#### [INSTRUCTIONS]
**A.** In the commentary on the Cubs players, quote the stretch from "There is also" through "season is over.".
**B.** List each reason the commentary on the Cubs players gives for doubting that anyone would pay the third baseman near that yearly figure for an extended period.

#### [DOCUMENT SECTION]
┄┄┄┄┄┄
The aggrandizement comes with players on the Chicago Cubs who decided to make some public statements as reported in one of the daily newspapers. Supposedly, the third baseman who had been with the club for eight and a half years expressed a desire to play for Florida and its new manager. This was said before the season was over. When someone in baseball management expresses desire about a player on another team signing with them next year while the current year is still in play, that is called tampering and the team is subject to a fine. But, I guess it is not so the other way around.

What made it worse is that the third baseman allegedly said that he expected the Cubs to officially extend to him to play out his option year at the agreed-upon 16 million dollars. He said it was a formality so that in case he decided to not accept the option and defect, they would then get compensation for him signing as a free agent elsewhere. But, what if he decided to grab the offer? Who wouldn’t want to grab a new one year contract for 16 million? Apparently, not him because he wanted a multi-year contract. I doubt if anyone would give him anywhere near that yearly figure for an extended period of time due to his age, knack for getting injured, and the fact that he was not a top-tier quality player. Okay, there are always the New York Yankees rocking the boat- but they have a Mr. Rodriguez playing third base.

There is also the first baseman who played in Chicago for just this past year. He is a self-confessed .230 hitter with the ability to mix a lot of strikeouts with 25 to 30 home runs a year along with half-decent defensive capability. No one else wanted him at his asking price of 10 million a year but the Cubs got him when he agreed to defer half the pay to the following year when he could be already gone to another team.

The first baseman also expressed a keen desire to play for Florida next year. This after he had several times expressed how he wanted to die a Cub. But, that was before Mr. Guillen was hired by Florida. Again, what irks a baseball fan is when a player makes these comments to newspaper reporters before the season is over.

I would love to hear that these two ballplayers made statements off the record or were misquoted or suffer from short term memory lapses. Anything. In the meantime, these are the reasons that as I get younger, I lose loyalty and adoration to professional athletes.
┄┄┄┄┄┄
#### [SUPPLIED INFORMATION]
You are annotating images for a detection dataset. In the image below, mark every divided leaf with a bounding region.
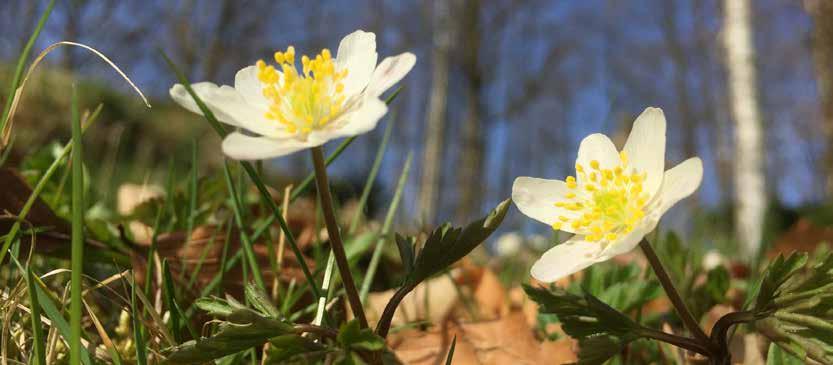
┄┄┄┄┄┄
#### [TASK-BY-TASK ANSWERS]
**A.**
There is also the first baseman who played in Chicago for just this past year. He is a self-confessed .230 hitter with the ability to mix a lot of strikeouts with 25 to 30 home runs a year along with half-decent defensive capability. No one else wanted him at his asking price of 10 million a year but the Cubs got him when he agreed to defer half the pay to the following year when he could be already gone to another team.

The first baseman also expressed a keen desire to play for Florida next year. This after he had several times expressed how he wanted to die a Cub. But, that was before Mr. Guillen was hired by Florida. Again, what irks a baseball fan is when a player makes these comments to newspaper reporters before the season is over.

**B.**
- His age
- His knack for getting injured
- The fact that he was not a top-tier quality player